> [EXERCISE AIM]
Edit the Ask the Engineer transcript: give the part that opens with the words "John: Great to" and closes with "monitoring their network." again, with "monitoring protocol options" replaced by "network monitoring tools".

> [EXCERPT TO READ]
..............................

NETWORK ADMINISTRATIONSsnmp

Netflow vs. SNMP for Network Monitoring – Ask the Engineer | Park Place

See full post: https://www.parkplacetechnologies.com/blog/netflow-vs-snmp-for-network-monitoring/

Jack: Hello everyone, I’m Jack Kauter at Park Place Technologies and welcome to Ask the Engineer. Joining us this week is Senior Solutions Architect, John Diamond. Welcome, John.

John: Great to see you, Jack

Jack: John, this week’s question is about monitoring protocol options. Specifically, what are the key issues a business should consider when deciding between SNMP and Netflow when monitoring their network.

John: Well, fundamentally, SNMP is a protocol that allows you to understand what the equipment you’re monitoring is. How it’s configured, and then from a resource utilization standpoint, it will give you indications of how much processor and memory resources are being used, and at the interface level, not only their level of utilization, or percentage bandwidth utilization, but also the number of packet corruption and discards that you have that gives you a richer understanding of the good and the bad nature of the traffic.

..............................

> [Rows from a dataset]
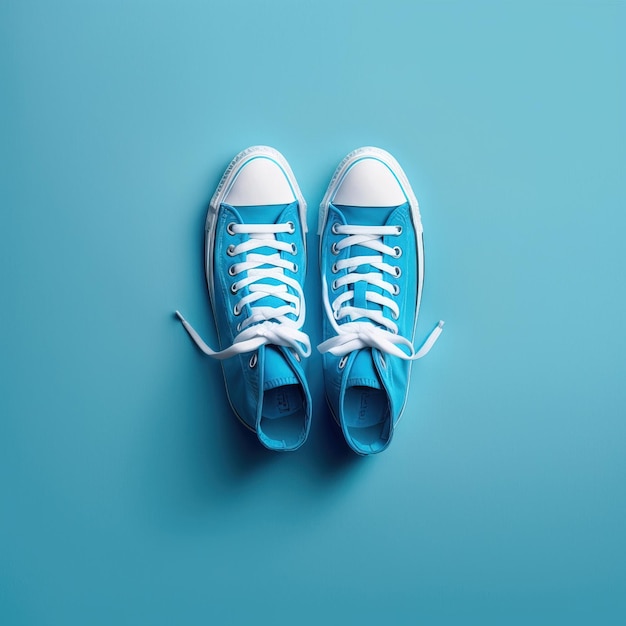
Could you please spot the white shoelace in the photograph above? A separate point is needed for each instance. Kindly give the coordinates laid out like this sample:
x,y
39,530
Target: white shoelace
x,y
379,331
265,324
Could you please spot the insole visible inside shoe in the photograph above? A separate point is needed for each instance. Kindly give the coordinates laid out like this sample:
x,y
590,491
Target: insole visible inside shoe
x,y
366,413
282,414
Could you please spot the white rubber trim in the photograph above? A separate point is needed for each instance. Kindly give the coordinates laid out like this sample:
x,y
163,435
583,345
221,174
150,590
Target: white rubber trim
x,y
386,158
224,187
211,219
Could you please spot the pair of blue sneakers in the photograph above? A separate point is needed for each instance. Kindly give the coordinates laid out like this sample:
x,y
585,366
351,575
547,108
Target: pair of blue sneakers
x,y
372,265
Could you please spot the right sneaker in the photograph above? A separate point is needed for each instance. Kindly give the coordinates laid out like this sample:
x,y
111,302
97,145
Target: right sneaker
x,y
372,262
255,267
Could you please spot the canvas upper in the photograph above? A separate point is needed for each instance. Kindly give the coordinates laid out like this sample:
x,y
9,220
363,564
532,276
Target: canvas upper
x,y
255,269
371,257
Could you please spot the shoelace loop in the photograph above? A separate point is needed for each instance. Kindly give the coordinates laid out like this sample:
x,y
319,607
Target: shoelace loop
x,y
379,331
277,325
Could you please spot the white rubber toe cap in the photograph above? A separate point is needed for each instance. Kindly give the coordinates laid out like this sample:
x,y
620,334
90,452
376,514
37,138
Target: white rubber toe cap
x,y
369,182
260,181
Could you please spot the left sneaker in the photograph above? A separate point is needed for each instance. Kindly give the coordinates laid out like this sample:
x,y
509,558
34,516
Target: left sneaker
x,y
255,269
372,263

..............................

> [RESPONSE BELOW]
John: Great to see you, Jack

Jack: John, this week’s question is about network monitoring tools. Specifically, what are the key issues a business should consider when deciding between SNMP and Netflow when monitoring their network.